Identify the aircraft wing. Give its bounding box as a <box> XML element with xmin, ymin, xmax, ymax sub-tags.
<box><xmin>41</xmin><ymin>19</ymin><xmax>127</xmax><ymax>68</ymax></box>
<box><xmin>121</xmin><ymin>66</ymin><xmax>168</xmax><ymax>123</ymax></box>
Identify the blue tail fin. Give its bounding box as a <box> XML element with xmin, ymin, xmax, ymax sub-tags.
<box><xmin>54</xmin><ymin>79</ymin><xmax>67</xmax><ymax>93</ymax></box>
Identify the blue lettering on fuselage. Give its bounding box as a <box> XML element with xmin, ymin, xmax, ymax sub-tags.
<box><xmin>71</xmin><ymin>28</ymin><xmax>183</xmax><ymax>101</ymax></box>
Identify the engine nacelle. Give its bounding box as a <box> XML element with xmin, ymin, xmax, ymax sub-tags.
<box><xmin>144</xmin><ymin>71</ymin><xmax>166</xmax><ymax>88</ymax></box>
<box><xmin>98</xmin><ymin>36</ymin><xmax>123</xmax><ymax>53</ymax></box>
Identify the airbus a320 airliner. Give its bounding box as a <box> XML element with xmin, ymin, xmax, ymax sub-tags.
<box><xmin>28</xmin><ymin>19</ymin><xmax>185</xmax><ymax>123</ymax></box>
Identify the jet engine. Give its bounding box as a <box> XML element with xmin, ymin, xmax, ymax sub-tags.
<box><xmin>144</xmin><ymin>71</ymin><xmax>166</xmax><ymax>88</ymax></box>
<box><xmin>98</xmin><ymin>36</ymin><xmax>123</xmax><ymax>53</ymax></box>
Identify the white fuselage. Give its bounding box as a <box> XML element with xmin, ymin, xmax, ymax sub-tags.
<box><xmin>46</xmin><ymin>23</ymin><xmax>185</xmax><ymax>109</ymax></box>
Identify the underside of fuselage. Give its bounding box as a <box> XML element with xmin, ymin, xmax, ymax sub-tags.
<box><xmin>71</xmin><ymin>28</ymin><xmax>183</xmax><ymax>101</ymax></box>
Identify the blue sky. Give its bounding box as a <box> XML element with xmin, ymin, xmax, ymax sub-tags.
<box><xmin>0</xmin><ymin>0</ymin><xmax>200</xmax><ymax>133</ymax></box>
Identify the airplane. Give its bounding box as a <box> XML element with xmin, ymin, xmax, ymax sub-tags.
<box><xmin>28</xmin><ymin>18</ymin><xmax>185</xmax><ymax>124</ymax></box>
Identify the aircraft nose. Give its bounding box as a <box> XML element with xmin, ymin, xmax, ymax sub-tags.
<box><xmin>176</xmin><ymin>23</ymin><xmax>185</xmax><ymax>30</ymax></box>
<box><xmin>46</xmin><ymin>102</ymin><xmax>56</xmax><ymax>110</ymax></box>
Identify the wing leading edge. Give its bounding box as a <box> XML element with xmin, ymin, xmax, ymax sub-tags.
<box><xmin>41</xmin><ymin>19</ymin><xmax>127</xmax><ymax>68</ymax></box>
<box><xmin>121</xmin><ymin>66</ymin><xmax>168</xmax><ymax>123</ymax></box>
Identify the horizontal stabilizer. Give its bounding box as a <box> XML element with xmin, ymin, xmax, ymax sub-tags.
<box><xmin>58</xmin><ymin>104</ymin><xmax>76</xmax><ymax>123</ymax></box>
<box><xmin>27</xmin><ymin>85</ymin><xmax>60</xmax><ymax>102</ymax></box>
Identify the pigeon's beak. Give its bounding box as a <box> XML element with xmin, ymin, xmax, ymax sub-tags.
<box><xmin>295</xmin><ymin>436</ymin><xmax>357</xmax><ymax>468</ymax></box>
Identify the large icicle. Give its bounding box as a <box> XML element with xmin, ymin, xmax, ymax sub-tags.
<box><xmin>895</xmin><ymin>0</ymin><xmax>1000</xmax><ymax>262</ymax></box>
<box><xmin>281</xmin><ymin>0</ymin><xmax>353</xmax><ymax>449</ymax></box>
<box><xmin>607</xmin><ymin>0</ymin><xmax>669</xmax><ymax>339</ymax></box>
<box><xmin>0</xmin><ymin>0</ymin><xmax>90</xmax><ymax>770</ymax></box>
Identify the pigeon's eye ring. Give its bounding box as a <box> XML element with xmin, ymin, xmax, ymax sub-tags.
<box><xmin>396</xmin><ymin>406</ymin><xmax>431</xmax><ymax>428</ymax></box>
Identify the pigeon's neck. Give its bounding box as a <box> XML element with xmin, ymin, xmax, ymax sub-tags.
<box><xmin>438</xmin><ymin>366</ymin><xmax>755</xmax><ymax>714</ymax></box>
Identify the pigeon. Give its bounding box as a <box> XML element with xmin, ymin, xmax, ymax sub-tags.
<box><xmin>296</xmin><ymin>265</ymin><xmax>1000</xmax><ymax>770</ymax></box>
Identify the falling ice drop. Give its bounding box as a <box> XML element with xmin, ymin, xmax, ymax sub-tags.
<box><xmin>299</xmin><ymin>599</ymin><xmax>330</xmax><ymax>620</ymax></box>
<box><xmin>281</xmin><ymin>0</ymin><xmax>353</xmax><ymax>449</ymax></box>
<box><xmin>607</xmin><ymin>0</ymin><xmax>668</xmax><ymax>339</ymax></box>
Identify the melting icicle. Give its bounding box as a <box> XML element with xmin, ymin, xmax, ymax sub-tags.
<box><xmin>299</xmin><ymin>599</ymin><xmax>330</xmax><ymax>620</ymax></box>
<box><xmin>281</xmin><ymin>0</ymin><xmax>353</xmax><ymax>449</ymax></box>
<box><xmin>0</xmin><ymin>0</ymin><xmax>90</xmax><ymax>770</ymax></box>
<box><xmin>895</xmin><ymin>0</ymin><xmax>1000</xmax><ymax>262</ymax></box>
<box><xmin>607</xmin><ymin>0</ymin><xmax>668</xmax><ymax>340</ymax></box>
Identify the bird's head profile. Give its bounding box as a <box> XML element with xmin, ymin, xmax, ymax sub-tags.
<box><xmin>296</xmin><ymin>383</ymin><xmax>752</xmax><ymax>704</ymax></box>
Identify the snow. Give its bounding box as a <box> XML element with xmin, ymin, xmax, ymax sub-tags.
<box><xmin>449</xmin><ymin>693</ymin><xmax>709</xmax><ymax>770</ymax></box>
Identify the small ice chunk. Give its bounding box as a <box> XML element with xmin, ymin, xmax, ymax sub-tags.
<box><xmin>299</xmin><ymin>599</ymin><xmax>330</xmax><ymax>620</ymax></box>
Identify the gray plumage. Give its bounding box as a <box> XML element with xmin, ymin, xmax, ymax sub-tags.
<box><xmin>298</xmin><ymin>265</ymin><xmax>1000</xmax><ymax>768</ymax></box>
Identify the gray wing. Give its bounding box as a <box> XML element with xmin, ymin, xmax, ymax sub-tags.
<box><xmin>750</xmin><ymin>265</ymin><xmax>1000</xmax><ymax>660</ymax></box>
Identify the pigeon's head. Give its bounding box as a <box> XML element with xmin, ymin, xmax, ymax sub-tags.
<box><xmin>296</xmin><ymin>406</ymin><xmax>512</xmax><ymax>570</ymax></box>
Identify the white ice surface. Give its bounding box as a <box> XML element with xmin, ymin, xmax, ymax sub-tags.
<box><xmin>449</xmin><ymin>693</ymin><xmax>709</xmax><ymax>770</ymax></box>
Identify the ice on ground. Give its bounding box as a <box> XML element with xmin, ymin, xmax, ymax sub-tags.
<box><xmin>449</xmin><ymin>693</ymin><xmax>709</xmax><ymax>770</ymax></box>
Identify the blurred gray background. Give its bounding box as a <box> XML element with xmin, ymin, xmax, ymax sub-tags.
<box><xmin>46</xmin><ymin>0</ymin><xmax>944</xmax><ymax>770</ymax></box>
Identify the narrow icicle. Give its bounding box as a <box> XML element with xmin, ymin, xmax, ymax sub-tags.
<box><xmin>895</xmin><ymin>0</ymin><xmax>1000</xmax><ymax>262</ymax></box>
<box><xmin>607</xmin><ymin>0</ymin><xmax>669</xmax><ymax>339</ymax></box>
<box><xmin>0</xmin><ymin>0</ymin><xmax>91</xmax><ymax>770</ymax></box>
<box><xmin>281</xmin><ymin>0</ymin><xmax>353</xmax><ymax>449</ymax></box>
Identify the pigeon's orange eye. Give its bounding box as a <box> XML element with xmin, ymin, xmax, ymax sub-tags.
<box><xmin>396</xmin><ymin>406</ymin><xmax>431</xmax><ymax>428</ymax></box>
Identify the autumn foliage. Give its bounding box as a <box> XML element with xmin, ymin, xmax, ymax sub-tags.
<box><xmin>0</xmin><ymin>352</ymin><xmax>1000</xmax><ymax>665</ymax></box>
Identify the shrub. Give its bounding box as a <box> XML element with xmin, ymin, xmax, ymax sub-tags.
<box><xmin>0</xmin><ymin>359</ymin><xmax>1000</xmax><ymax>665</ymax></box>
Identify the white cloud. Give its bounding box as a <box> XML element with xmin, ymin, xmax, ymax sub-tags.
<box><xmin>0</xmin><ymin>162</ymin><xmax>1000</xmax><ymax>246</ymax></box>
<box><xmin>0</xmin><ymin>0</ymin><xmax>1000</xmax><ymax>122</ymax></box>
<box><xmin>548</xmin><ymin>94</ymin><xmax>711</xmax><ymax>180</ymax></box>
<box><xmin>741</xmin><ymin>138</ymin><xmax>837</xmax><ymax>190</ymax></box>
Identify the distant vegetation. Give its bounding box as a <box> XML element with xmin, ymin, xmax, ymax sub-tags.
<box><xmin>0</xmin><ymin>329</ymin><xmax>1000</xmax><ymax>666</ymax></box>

========================

Aim:
Copy out the lines without any change, from the line that contains "Identify the distant" through the last of the lines above.

Solution to the exercise:
Identify the distant vegetation. Give its bounding box as a <box> XML element with xmin, ymin, xmax, ymax sub-tags.
<box><xmin>0</xmin><ymin>329</ymin><xmax>1000</xmax><ymax>666</ymax></box>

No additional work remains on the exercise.